[Отрывок]
——

У Гафта роль явно не пошла. Помощник режиссера заметил Юрию Александровичу, что не худо бы молодого как следует «подрихтовать», а то уж очень вяло у него получается действо. На что Завадский бесстрастно среагировал: «Не надо. Будет еще хуже». Этот диалог Валентину передал художник Стенберг, для которого тот спектакль был первой театральной работой.

Теперь, с высоты прожитых лет, Валентин Иосифович отчетливо видит, что Юрий Александрович испытывал к нему какие-то особые чувства. Чем именно они были продиктованы, сказать трудно. Но вот, например, режиссер имел страсть рисовать цветными карандашами. Он всегда носил их в боковом кармане роскошного желтого пиджака. А когда выходил на поклоны, отыскивал взглядом именно Гафта и вручал ему коробку с карандашами. И это был знак особого доверия.

Уже на втором году службы в труппе имени Моссовета Валентин Иосифович получил роль Зайчика в спектакле «Выгодный жених» братьев Тур. Режиссировал спектакль Александр Шапс. Он прославился тем, что ставил практически все массовые мероприятия в Москве, начиная от Кремлевской елки и заканчивая мероприятиями Всемирного фестиваля молодежи и студентов. И в «Выгодном женихе» тоже все планировал с размахом, как на стадионе. Гафт, скорее интуитивно, чем осознанно, воспротивился такой театральной профанации. Но посоветоваться с Завадским не мог, поскольку театр находился на гастролях, поэтому просто взял и за пару дней до премьеры улетел в Москву. Зайчиком в итоге стал актер Михаил Львов, а Валентина Гафта уволили из театра. Некоторое время он перекантовался в Театре на Малой Бронной, а потом снова пришел к Завадскому. Говорил что-то сбивчиво, не очень понятно, но режиссер его и тогда принял. А тут как раз сбор труппы. Сидя в актовом зале, Гафт услышал за спиной: «Странный молодой человек. Поливал нас всех грязью, поливал, а теперь – здрасте, снова вернулся. И что ему у нас нужно?» Валентин Иосифович тут же отнес в дирекцию заявление об увольнении. Потом зашел к Завадскому и кратко, но эмоционально изложил суть своего решения. По поведению режиссера, по его интонации чувствовалось, что он сильно расстроен. По всей вероятности, этот великий творец и серьезный педагог вынашивал определенные виды на типаж Гафта. Обхватив голову руками, он грустно произнес: «Господи, до чего же я могу быть доверчивым! И этим пользуются…»

——

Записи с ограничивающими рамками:
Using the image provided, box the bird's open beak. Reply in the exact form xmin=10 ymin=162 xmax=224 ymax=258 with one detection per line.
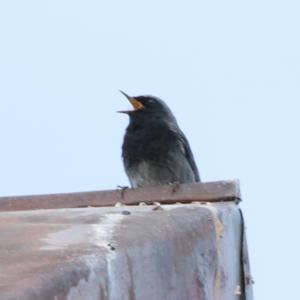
xmin=118 ymin=91 xmax=144 ymax=114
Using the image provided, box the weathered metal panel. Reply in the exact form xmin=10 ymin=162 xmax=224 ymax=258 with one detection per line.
xmin=0 ymin=202 xmax=251 ymax=300
xmin=0 ymin=181 xmax=240 ymax=211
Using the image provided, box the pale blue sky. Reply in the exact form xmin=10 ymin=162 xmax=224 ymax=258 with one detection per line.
xmin=0 ymin=0 xmax=300 ymax=300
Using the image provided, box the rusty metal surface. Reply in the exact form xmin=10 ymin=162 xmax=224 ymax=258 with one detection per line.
xmin=0 ymin=202 xmax=252 ymax=300
xmin=0 ymin=181 xmax=240 ymax=211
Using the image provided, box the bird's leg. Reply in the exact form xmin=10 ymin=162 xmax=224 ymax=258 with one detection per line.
xmin=169 ymin=181 xmax=180 ymax=195
xmin=117 ymin=185 xmax=129 ymax=199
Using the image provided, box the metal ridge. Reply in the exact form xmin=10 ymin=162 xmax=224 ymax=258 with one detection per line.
xmin=0 ymin=180 xmax=241 ymax=212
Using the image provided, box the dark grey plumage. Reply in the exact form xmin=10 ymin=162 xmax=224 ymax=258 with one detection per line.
xmin=122 ymin=92 xmax=200 ymax=187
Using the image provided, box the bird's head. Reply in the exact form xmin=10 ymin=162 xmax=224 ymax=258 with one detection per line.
xmin=119 ymin=91 xmax=175 ymax=121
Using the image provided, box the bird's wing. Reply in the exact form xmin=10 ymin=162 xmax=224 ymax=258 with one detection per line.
xmin=169 ymin=124 xmax=200 ymax=182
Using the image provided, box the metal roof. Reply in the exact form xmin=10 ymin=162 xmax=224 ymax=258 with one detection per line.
xmin=0 ymin=181 xmax=252 ymax=300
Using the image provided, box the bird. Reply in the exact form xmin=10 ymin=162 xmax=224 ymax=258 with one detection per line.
xmin=119 ymin=91 xmax=200 ymax=188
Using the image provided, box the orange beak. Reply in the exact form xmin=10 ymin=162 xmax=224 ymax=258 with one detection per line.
xmin=119 ymin=91 xmax=144 ymax=114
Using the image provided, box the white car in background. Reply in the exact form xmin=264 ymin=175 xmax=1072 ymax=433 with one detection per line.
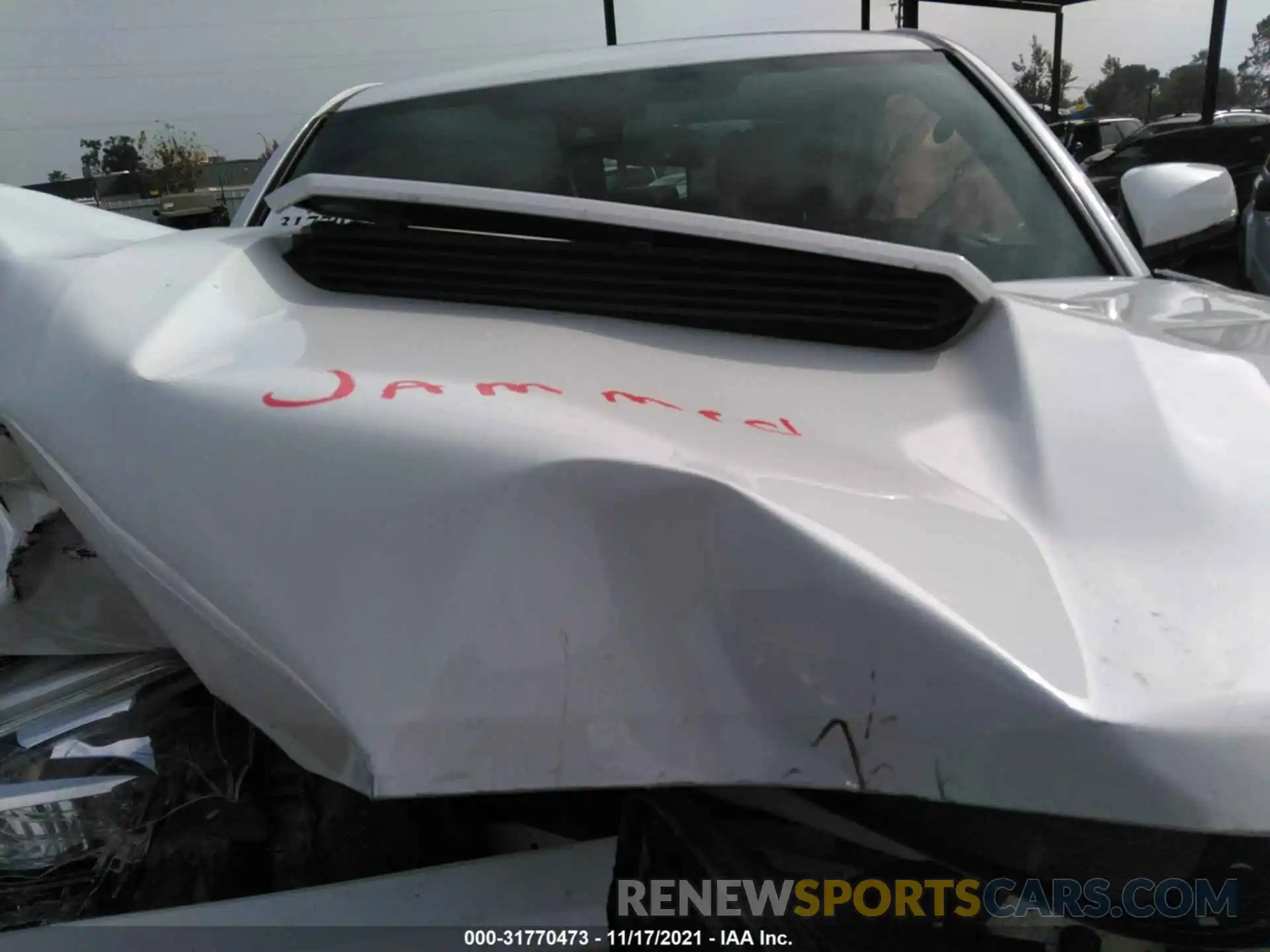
xmin=0 ymin=26 xmax=1270 ymax=949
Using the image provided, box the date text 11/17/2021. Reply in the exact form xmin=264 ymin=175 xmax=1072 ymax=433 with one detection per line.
xmin=464 ymin=929 xmax=791 ymax=948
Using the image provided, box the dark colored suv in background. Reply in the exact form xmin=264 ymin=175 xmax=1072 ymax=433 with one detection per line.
xmin=1050 ymin=117 xmax=1142 ymax=159
xmin=1082 ymin=109 xmax=1270 ymax=208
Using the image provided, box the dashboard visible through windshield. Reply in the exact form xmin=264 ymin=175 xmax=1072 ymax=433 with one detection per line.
xmin=283 ymin=52 xmax=1107 ymax=280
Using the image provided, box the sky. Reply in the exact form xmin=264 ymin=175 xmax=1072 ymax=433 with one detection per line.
xmin=0 ymin=0 xmax=1267 ymax=185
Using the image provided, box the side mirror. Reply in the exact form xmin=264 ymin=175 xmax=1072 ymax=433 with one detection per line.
xmin=1120 ymin=163 xmax=1240 ymax=266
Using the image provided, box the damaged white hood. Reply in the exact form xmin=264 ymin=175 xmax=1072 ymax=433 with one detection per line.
xmin=0 ymin=184 xmax=1270 ymax=833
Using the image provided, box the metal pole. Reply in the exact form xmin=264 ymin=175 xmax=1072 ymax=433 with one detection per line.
xmin=1049 ymin=10 xmax=1063 ymax=122
xmin=1203 ymin=0 xmax=1226 ymax=123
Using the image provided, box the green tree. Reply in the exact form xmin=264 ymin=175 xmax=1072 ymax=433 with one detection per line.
xmin=1085 ymin=56 xmax=1160 ymax=120
xmin=101 ymin=136 xmax=145 ymax=175
xmin=1009 ymin=36 xmax=1076 ymax=105
xmin=1240 ymin=17 xmax=1270 ymax=105
xmin=255 ymin=132 xmax=278 ymax=161
xmin=137 ymin=122 xmax=208 ymax=194
xmin=80 ymin=138 xmax=102 ymax=179
xmin=1153 ymin=50 xmax=1238 ymax=117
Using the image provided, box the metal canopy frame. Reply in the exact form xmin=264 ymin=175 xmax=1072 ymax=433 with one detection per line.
xmin=878 ymin=0 xmax=1097 ymax=119
xmin=603 ymin=0 xmax=1227 ymax=123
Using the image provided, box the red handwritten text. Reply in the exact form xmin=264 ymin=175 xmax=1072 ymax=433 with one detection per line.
xmin=380 ymin=379 xmax=444 ymax=400
xmin=745 ymin=416 xmax=802 ymax=436
xmin=263 ymin=371 xmax=357 ymax=409
xmin=476 ymin=383 xmax=564 ymax=396
xmin=603 ymin=389 xmax=683 ymax=410
xmin=263 ymin=371 xmax=802 ymax=436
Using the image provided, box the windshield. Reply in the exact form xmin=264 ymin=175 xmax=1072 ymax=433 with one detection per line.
xmin=283 ymin=54 xmax=1106 ymax=280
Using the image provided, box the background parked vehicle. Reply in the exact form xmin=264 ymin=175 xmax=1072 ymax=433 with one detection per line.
xmin=1081 ymin=109 xmax=1270 ymax=282
xmin=1050 ymin=116 xmax=1143 ymax=159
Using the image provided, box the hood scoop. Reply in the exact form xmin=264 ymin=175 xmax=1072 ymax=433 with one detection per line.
xmin=271 ymin=174 xmax=978 ymax=350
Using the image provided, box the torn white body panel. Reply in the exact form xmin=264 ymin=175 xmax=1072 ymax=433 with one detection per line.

——

[Письменное задание] Отредактируйте часть отрывка о Валентине Гафте между словами «Теперь, с высоты» и «знак особого доверия.» включительно, заменив «желтого» на «зеленого». Записи здесь никакой роли не играют.

[Ответ]
Теперь, с высоты прожитых лет, Валентин Иосифович отчетливо видит, что Юрий Александрович испытывал к нему какие-то особые чувства. Чем именно они были продиктованы, сказать трудно. Но вот, например, режиссер имел страсть рисовать цветными карандашами. Он всегда носил их в боковом кармане роскошного зеленого пиджака. А когда выходил на поклоны, отыскивал взглядом именно Гафта и вручал ему коробку с карандашами. И это был знак особого доверия.